(Task to complete):
Please switch "Pin" to "Mark" in every one of the items below, and repeat them with nothing else altered.
[Given records start]
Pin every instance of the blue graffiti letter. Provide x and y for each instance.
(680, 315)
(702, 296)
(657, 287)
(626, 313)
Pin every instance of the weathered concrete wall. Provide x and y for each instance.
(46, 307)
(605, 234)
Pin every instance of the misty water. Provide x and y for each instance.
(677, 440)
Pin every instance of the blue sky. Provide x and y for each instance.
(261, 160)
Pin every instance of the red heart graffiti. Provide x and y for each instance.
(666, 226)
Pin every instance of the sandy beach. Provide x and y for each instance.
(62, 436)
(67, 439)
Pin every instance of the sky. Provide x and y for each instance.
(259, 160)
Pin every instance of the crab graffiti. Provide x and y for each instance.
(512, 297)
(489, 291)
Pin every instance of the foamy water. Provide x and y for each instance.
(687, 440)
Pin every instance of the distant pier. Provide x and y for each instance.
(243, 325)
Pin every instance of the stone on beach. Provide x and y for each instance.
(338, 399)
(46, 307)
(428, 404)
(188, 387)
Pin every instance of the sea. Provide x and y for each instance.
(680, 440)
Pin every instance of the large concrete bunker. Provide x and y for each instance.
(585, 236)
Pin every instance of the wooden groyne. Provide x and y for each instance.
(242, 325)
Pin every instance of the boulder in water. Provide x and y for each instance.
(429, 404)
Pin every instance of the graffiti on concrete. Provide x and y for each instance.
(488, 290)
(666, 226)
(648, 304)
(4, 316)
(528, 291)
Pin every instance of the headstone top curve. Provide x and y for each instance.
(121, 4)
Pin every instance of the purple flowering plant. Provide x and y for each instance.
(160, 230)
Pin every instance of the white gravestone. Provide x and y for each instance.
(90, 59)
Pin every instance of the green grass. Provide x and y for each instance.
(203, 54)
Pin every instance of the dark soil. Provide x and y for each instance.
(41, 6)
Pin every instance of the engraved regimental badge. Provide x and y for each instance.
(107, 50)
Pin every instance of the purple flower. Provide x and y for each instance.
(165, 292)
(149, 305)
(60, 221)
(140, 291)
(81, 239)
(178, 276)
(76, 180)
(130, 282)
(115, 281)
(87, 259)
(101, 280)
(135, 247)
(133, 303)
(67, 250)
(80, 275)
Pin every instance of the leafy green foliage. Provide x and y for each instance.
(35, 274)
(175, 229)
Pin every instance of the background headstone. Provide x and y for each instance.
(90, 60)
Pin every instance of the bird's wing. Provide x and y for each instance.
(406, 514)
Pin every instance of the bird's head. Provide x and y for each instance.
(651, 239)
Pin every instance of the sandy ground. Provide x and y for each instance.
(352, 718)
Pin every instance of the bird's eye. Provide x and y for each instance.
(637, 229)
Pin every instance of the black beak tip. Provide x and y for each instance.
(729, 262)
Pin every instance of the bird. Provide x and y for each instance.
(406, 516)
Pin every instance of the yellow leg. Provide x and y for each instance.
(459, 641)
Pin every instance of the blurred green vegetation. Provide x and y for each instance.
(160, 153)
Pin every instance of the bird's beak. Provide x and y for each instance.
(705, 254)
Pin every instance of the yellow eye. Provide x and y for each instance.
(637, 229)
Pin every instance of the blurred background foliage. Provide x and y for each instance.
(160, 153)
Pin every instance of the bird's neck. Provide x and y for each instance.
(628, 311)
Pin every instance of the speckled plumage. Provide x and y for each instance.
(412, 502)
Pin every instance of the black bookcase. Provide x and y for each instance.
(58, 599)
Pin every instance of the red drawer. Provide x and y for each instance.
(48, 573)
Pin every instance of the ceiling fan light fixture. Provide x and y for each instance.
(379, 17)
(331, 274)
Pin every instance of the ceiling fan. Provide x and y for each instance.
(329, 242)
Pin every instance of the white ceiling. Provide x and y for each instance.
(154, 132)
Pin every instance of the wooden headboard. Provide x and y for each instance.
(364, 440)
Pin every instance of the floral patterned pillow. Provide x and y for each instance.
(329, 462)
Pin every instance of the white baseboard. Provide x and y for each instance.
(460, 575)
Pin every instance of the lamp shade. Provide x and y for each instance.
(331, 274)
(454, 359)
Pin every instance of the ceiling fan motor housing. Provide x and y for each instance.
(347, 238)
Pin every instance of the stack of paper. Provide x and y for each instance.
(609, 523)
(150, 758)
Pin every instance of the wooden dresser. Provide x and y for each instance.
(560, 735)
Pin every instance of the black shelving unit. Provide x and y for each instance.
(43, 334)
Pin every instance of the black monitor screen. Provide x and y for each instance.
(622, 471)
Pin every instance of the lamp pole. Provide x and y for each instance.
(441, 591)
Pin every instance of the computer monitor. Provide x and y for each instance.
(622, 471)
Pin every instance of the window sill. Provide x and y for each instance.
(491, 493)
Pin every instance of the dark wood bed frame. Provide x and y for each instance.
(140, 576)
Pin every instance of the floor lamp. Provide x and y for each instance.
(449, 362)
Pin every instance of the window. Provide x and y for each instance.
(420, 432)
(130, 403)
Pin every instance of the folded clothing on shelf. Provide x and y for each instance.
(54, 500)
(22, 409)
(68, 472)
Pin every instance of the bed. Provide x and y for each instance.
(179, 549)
[Given records end]
(Expected answer):
Mark every instance of the blue graffiti letter. Provide x and y for each instance.
(680, 315)
(702, 296)
(657, 287)
(626, 313)
Mark every instance of the weathered concrete wall. Provide x and y for each instance.
(46, 307)
(605, 234)
Mark every instance of the misty water. Provide x and y for each instance.
(677, 440)
Mark every instance of the blue sky. Provide x and y for each instance.
(261, 160)
Mark every instance of the red heart graffiti. Provide x and y for each instance.
(666, 226)
Mark every instance of the sandy beach. Provide x and y for each instance.
(62, 436)
(67, 439)
Mark every instance of the sky. Provide x and y for each instance.
(259, 160)
Mark every instance of the crab graffiti. Provide x and y for each instance.
(512, 297)
(489, 291)
Mark every instance of the foamy water. Provide x and y for each instance.
(687, 440)
Mark every instance of the distant pier. Provide x and y for each instance.
(243, 325)
Mark every instance of the stone on beach. Provide x and y for each instance.
(338, 399)
(46, 307)
(428, 404)
(188, 387)
Mark every instance of the sea. Provide x and y for each instance.
(680, 440)
Mark every instance of the large concrete bunker. Provide x and y for each instance.
(585, 236)
Mark every instance of the wooden groyne. Provide x and y for each instance.
(242, 325)
Mark every instance of the boulder in water. Provide x and y for each instance.
(429, 404)
Mark every instance of the graffiti on concrete. Provide x and y for each instance.
(488, 290)
(666, 226)
(648, 304)
(4, 316)
(528, 291)
Mark every instance of the headstone top curve. Provide x and y for each instance.
(121, 4)
Mark every instance of the purple flowering plant. Provide x and y for each instance.
(160, 230)
Mark every instance of the white gravestone. Provide x and y for each instance.
(90, 59)
Mark every instance of the green grass. Provide x and y for each instance.
(203, 54)
Mark every instance of the dark soil. Provide x and y for each instance.
(41, 6)
Mark every instance of the engraved regimental badge. Provide x and y for each instance.
(107, 50)
Mark every instance of the purple flower. Provide x and y for each instance.
(165, 292)
(149, 305)
(60, 221)
(140, 291)
(81, 239)
(178, 276)
(76, 180)
(130, 282)
(115, 281)
(87, 259)
(101, 280)
(135, 247)
(133, 303)
(67, 250)
(80, 275)
Mark every instance of the leafy green foliage. Provide x and y for each instance.
(35, 274)
(175, 229)
Mark every instance of the background headstone. Provide x and y for each instance.
(90, 60)
Mark every instance of the bird's wing. Provide x and y for each instance.
(406, 514)
Mark every instance of the bird's head. Provide x and y for each instance.
(651, 239)
Mark every instance of the sandy ground. Provide x and y for each instance.
(352, 718)
Mark every instance of the bird's eye. Provide x and y for each instance.
(637, 229)
Mark every instance of the black beak tip. Provide x and y for each instance.
(729, 262)
Mark every instance of the bird. Provide x and y for each instance.
(406, 516)
Mark every instance of the yellow leg. Provide x and y for each instance.
(459, 641)
Mark every instance of the blurred green vegetation. Provide x and y for each instance.
(160, 153)
Mark every instance of the bird's beak. Provide x and y for each instance.
(705, 254)
Mark every instance of the yellow eye. Provide x and y for each instance.
(637, 229)
Mark every instance of the blurred background foliage. Provide x and y for each instance.
(160, 153)
Mark every instance of the bird's neck. Provide x and y for each instance.
(628, 311)
Mark every instance of the speckled plumage. Provide x and y for each instance.
(412, 502)
Mark every instance of the black bookcase. Provide x and y for each instance.
(58, 599)
Mark every instance of the red drawer. Provide x and y for each instance.
(48, 573)
Mark every instance of the ceiling fan light fixture. Provide x and y for each instance.
(379, 17)
(331, 274)
Mark every instance of the ceiling fan. Provide x and y for each instance.
(329, 242)
Mark every instance of the white ceiling. Provide x and y for each instance.
(154, 132)
Mark every instance of the wooden headboard. Provide x and y for each instance.
(364, 440)
Mark every instance of the floral patterned pillow. Provide x and y for each instance.
(329, 462)
Mark every instance of the white baseboard. Provide x and y for each instance.
(460, 575)
Mark every instance of the lamp shade. Provide x and y for each instance.
(331, 274)
(454, 359)
Mark every instance of the ceiling fan motor housing. Provide x and y for each instance.
(347, 238)
Mark every instance of the stack of paper. Provide x and y for each instance.
(609, 523)
(150, 758)
Mark every instance of the wooden dresser. Provide x and y for each instance.
(560, 735)
Mark every instance of the black shelving unit. Provide x and y for each instance.
(43, 334)
Mark every instance of the black monitor screen. Provide x and y for each instance.
(622, 471)
Mark every instance of the lamp pole. Provide x and y for each instance.
(441, 591)
Mark every instance of the computer monitor. Provide x and y for each instance.
(622, 471)
Mark every instance of the window sill. Provide x and y for each instance.
(491, 493)
Mark every instance of the dark wood bed frame. Provide x and y for each instance.
(140, 576)
Mark every instance of the floor lamp. Provide x and y for each instance.
(449, 362)
Mark every instance of the window. Provide x and y for each instance.
(420, 432)
(130, 403)
Mark every instance of the folded clothing on shelf. Provide x and y for each instance.
(54, 500)
(22, 409)
(68, 472)
Mark every instance of the bed. Provide x and y for each instance.
(179, 549)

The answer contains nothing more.